### Job:
In the forum post below, what does the writer think Numpy uses for its zeros implementation?

### Document text:
After warmup, this runs in ~20.5s (-1 or 2s if you warmup) vs ~14.5s for the Python version. As expected, it also uses all cores on my machine. So still a large gap, but nowhere near 2.5x.

Now as @lmiq mentioned, profiling is a good way to find bottlenecks with the code. If you toss this routine under a profiler (VSCode has a nice visual one):

# Warmup for a cleaner profile
SGD(train_data, 1, 10, 3.0, biases, weights, test_data);
@profview SGD(train_data, 5, 10, 3.0, biases, weights, test_data);

The flamegraph shows mostly what you’d expect: matrix multiplication (mul! and gemm) and pointwise operations (+ and *) that use broadcasting under the hood. What does stand out is the leftmost group: ~4s of computation is spent on zeros -> fill! -> setindex!. Seems weird that zeroing out an array would be on the hot path, but let’s try not doing it and seeing what happens:

# nabla_b = [zeros(size(b)) for b in biases]
# nabla_w = [zeros(size(w)) for w in weights]
nabla_b = [similar(b) for b in biases]
nabla_w = [similar(w) for w in weights]

# nabla_b = [np.zeros(b.shape) for b in self.biases]
# nabla_w = [np.zeros(w.shape) for w in self.weights]
nabla_b = [np.empty(b.shape) for b in self.biases]
nabla_w = [np.empty(w.shape) for w in self.weights]

Now the Julia version is ~15s after warmup. Paradoxically, the Python version is ~1.5s slower! Armed with this information, we can run a direct comparison of both zeros functions:

In [1]: %timeit x = np.zeros((1024, 1024), dtype=np.float64)
285 µs ± 1.84 µs per loop (mean ± std. dev. of 7 runs, 1000 loops each)

julia> @benchmark x = zeros(Float64, 1024, 1024)
BenchmarkTools.Trial: 7380 samples with 1 evaluation.
 Range (min … max):  567.270 μs …   1.527 ms  ┊ GC (min … max):  0.00% … 58.69%
 Time  (median):     588.213 μs               ┊ GC (median):     0.00%
 Time  (mean ± σ):   674.429 μs ± 182.927 μs  ┊ GC (mean ± σ):  11.89% ± 16.61%

  █                                                              
  █▁▁▁▁▁▁▁▁▁▁▁▁▁▁▁▁▁▁▁▁▁▁▁▁▁▁▁▁▁▁▁▁▁▁▁▁▁▁▁▁▁▁▁▁▁▁▁▁▁▁▁▁▁▁▁▁▁▁▁▁ ▂
  608 μs           Histogram: frequency by time          592 μs <

 Memory estimate: 8.00 MiB, allocs estimate: 2.

Given how often both the backprop and batch update functions are called, this adds up quickly!

Looking through both implementations, I think the difference is that Numpy uses calloc (which can be lazy) for its zeros implementation, whereas Julia eagerly fills with zeros. There is an issue open for Julia to use calloc for zeros as well, but AFAICT that hasn’t be implemented.

With the objective results out of the way, please allow me a bit of a rant on this. The original Python tutorial implementation is, for lack of a better term, horrendously unoptimized. I understand the need to keep things clear for pedagogical value, but most of the choices made don’t help there or even obfuscate the underlying behaviour. Just a couple examples to hammer home this point:

Instead of creating dense minibatches of shape Nx784, it gloms together N 784x1 samples into one list and runs them through the network one by one. This takes away a lot of the efficiency gains from using BLAS, and it’s not even any clearer because there’s that random unexplained batch dimension in every input in addition to the batch dimension created by the vector length. Had they just used a proper 2d array, this would be a non-issue.

### Information given:
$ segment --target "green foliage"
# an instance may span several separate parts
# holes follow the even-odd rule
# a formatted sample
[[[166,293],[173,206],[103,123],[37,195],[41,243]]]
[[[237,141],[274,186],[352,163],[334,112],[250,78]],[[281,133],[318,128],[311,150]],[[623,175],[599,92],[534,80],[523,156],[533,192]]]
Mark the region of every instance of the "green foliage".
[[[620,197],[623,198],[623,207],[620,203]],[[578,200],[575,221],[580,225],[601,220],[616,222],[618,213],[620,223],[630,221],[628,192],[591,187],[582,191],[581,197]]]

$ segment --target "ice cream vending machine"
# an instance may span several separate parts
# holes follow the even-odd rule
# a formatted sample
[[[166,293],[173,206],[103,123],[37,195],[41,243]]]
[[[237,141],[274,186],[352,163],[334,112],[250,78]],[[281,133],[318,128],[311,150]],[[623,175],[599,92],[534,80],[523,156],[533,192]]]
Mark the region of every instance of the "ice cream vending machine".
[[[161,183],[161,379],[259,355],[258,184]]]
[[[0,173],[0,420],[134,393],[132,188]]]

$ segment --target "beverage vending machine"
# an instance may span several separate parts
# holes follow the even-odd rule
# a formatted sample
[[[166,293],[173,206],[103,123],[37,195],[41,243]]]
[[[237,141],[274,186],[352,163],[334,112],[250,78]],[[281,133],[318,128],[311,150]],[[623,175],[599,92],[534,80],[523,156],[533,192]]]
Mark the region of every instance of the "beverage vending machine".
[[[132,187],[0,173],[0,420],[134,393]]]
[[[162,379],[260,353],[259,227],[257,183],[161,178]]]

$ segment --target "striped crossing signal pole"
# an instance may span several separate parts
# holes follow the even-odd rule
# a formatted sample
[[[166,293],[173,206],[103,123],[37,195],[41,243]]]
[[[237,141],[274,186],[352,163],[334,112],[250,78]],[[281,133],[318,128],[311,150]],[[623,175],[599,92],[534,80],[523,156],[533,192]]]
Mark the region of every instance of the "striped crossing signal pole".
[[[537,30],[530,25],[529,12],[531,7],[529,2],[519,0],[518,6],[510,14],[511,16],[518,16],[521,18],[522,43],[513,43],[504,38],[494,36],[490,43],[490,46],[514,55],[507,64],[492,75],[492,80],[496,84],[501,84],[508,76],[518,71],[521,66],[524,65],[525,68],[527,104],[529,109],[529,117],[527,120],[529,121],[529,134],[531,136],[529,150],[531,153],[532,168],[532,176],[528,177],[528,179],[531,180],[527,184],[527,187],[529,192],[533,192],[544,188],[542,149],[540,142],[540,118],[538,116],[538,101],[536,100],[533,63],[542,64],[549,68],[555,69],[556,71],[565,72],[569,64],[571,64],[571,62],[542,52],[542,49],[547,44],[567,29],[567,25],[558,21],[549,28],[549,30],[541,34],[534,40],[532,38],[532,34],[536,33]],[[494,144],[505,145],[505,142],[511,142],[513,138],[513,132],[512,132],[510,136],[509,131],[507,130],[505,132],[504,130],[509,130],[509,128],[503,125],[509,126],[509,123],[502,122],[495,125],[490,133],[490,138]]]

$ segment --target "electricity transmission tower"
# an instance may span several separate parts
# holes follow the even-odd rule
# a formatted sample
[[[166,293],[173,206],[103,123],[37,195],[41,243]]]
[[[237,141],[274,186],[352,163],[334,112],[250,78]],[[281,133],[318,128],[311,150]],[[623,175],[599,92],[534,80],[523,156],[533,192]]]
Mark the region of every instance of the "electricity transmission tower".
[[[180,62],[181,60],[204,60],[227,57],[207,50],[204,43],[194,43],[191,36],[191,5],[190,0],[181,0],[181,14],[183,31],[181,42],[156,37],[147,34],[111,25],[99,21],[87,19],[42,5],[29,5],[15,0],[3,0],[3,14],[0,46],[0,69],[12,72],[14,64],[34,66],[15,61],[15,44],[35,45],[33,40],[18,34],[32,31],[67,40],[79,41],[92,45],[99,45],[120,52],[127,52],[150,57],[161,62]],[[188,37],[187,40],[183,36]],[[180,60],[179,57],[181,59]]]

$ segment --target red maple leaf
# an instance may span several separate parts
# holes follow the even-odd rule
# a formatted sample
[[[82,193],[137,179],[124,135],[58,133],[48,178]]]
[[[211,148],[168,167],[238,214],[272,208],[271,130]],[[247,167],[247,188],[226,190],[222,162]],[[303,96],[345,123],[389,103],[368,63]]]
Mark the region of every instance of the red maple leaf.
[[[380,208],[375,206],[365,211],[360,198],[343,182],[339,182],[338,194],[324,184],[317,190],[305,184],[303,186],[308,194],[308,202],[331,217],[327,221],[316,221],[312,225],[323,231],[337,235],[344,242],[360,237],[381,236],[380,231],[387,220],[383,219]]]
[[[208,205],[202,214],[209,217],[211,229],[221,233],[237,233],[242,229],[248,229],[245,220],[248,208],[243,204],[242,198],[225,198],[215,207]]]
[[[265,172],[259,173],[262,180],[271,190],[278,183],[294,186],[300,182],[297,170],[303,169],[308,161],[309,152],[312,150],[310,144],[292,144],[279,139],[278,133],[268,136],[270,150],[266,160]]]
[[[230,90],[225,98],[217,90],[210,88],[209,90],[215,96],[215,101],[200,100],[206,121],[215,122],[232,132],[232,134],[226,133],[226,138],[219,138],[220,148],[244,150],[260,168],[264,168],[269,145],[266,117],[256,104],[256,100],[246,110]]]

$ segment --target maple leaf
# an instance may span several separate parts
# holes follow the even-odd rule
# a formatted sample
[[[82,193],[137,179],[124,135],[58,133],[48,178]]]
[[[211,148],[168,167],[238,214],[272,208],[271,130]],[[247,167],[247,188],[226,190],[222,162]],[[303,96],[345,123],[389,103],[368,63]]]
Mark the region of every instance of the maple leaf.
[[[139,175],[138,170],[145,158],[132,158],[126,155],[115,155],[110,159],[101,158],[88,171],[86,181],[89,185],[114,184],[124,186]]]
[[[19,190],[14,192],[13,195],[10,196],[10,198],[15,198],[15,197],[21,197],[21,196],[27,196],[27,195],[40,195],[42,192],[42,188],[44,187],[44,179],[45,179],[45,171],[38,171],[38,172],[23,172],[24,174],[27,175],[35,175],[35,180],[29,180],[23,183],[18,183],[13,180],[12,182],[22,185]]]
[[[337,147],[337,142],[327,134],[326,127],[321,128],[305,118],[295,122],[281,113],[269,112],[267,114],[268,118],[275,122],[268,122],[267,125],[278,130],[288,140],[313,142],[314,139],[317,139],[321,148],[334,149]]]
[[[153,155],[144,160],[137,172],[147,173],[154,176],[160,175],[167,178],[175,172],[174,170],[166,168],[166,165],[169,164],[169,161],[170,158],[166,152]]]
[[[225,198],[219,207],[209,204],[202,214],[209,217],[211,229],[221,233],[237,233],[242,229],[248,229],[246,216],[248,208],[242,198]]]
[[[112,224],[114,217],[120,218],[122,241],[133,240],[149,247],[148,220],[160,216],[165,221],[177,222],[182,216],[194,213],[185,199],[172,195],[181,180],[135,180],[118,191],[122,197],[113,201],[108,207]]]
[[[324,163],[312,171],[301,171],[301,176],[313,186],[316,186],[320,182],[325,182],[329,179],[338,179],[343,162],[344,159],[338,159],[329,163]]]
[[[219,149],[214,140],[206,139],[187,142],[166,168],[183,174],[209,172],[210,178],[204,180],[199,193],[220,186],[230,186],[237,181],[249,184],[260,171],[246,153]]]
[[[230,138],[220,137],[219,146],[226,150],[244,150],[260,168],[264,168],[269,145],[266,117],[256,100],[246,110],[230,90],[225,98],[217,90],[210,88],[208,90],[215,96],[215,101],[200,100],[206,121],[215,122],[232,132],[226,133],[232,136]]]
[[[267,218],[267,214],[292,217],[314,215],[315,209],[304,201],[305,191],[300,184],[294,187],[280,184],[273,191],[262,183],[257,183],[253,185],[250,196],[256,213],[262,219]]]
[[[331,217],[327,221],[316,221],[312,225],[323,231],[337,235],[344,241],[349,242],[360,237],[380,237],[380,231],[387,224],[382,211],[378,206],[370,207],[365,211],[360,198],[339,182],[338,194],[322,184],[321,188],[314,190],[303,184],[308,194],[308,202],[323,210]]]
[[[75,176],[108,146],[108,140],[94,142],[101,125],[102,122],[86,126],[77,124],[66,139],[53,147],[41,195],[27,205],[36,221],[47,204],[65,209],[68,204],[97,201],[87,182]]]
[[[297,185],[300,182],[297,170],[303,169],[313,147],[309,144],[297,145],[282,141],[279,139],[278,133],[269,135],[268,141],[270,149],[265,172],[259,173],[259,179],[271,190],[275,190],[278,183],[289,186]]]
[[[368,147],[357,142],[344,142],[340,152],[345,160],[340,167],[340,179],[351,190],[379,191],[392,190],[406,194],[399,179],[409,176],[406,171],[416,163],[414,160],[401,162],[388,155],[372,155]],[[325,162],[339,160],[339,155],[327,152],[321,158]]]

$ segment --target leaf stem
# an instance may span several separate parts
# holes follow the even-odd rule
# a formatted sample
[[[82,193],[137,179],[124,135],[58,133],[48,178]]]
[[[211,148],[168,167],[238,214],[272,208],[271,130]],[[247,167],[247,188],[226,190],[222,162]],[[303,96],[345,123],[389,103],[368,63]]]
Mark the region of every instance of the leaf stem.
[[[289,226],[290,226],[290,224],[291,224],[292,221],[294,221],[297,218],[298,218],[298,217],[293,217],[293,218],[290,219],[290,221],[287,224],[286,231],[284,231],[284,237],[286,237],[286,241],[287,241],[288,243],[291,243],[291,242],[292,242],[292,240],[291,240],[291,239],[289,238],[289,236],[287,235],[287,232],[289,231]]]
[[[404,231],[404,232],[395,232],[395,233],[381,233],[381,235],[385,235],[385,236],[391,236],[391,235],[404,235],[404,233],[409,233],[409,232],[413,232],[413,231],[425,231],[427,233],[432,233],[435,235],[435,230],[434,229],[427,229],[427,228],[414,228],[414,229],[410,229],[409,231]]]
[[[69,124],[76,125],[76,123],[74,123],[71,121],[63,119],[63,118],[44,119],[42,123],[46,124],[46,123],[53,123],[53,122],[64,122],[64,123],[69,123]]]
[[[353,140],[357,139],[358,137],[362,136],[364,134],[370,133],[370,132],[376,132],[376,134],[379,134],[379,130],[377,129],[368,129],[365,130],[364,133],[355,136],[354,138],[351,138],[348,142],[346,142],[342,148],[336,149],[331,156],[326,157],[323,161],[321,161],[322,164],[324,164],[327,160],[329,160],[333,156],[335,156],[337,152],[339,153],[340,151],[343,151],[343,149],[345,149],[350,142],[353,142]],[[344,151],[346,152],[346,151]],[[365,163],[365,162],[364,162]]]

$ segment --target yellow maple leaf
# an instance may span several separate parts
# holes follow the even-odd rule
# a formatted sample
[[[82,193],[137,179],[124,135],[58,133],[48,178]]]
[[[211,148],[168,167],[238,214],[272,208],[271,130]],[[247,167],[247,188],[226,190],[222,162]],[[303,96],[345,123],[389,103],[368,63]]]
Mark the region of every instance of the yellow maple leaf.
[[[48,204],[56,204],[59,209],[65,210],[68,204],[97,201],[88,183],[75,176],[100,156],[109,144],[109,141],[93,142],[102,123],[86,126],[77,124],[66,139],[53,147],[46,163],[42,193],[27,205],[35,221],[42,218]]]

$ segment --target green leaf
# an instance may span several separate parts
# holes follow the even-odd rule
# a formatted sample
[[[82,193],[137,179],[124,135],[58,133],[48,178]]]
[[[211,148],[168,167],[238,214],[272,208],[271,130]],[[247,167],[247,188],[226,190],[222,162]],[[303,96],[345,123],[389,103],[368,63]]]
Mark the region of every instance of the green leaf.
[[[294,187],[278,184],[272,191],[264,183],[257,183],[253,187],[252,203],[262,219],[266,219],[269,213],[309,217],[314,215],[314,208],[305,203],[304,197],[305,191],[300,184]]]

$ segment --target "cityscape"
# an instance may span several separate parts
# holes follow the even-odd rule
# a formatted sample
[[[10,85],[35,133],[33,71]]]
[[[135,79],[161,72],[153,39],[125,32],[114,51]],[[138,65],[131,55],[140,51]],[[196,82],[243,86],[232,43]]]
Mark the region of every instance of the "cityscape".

### Exercise response:
Calloc, which can be lazy.